**Extracted information:**
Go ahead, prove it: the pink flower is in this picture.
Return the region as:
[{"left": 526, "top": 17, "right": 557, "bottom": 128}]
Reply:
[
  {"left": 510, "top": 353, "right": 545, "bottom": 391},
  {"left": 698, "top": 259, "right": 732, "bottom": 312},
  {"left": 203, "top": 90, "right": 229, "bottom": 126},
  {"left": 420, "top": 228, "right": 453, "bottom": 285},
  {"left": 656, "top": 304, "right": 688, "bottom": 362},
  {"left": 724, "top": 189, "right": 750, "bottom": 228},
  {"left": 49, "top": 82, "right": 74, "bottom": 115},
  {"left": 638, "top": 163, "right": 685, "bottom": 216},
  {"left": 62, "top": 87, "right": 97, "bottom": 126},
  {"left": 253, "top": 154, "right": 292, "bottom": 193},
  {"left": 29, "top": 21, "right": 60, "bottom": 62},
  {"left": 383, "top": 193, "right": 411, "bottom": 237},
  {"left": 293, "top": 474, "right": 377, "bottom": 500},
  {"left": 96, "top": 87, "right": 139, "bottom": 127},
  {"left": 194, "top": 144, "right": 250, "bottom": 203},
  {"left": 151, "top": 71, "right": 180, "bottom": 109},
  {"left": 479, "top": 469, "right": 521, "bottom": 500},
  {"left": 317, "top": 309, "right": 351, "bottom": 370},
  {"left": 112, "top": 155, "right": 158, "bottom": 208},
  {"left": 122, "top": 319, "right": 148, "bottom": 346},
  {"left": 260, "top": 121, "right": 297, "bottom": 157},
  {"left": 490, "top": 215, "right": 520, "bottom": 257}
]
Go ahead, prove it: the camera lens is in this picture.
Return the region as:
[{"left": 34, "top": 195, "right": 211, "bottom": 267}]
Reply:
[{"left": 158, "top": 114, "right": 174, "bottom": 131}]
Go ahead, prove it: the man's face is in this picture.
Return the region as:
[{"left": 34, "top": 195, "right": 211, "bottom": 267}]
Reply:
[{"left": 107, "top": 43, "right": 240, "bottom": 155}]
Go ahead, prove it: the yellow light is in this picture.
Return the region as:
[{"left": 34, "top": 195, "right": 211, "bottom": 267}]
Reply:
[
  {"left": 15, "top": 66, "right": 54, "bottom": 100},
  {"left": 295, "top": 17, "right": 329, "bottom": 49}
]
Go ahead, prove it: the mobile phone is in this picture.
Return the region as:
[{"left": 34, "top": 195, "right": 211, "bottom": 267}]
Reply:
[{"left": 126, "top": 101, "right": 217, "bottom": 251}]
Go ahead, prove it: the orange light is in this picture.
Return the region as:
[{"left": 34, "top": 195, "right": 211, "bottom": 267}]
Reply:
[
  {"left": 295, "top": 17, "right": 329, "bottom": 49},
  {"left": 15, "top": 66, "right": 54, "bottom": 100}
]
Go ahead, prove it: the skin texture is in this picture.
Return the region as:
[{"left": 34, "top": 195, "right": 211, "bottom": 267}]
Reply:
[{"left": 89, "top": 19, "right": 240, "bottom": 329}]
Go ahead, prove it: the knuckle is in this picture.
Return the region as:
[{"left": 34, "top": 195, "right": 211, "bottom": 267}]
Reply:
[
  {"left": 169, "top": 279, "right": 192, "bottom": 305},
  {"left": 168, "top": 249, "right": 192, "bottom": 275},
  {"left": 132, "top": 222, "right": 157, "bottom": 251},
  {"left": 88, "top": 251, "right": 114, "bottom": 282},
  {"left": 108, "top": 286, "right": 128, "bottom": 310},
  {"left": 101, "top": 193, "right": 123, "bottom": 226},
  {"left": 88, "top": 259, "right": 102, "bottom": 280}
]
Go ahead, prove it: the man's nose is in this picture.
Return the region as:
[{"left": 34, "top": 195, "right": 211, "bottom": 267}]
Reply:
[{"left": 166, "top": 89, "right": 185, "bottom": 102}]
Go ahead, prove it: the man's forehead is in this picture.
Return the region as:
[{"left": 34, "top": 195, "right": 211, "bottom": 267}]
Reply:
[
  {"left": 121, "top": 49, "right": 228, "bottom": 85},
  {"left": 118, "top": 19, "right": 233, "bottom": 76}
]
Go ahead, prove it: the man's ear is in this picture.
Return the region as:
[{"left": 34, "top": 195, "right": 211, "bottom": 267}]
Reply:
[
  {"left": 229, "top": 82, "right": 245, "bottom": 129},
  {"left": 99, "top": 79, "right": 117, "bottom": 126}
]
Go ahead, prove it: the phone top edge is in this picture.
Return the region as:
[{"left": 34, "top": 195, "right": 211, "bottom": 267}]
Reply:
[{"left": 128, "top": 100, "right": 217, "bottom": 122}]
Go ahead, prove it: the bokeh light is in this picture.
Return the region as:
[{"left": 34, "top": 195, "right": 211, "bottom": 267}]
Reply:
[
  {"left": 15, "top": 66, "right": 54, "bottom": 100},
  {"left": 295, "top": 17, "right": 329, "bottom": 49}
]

**Task brief:** Can you write out the rows again, from the row containing "Go ahead, prove it: the man's nose" through the end of the rows, with the request text included and every bounding-box coordinate in the answers shifted up by 87? Leave the numbers in the requests and in their format samples unchanged.

**The solution:**
Go ahead, prove it: the man's nose is in this picture.
Return the region as:
[{"left": 34, "top": 195, "right": 211, "bottom": 267}]
Reply:
[{"left": 253, "top": 176, "right": 272, "bottom": 189}]
Go ahead, prove it: the man's forehead is in this picture.
Return the region as:
[{"left": 34, "top": 195, "right": 211, "bottom": 267}]
Reply:
[
  {"left": 208, "top": 136, "right": 315, "bottom": 172},
  {"left": 205, "top": 106, "right": 320, "bottom": 163}
]
Go ahead, prove it: the man's ear is in this picture.
Return the region as:
[{"left": 34, "top": 195, "right": 211, "bottom": 267}]
Reply:
[
  {"left": 316, "top": 169, "right": 332, "bottom": 216},
  {"left": 186, "top": 166, "right": 204, "bottom": 213}
]
Go ahead, prove it: the phone top edge is in this picture.
Return the region as:
[{"left": 34, "top": 195, "right": 211, "bottom": 267}]
Reply:
[{"left": 215, "top": 187, "right": 304, "bottom": 209}]
Go ahead, prove it: the bokeh light is in this picture.
Return the region as:
[{"left": 34, "top": 195, "right": 211, "bottom": 267}]
Reply:
[
  {"left": 102, "top": 153, "right": 141, "bottom": 187},
  {"left": 382, "top": 104, "right": 416, "bottom": 136}
]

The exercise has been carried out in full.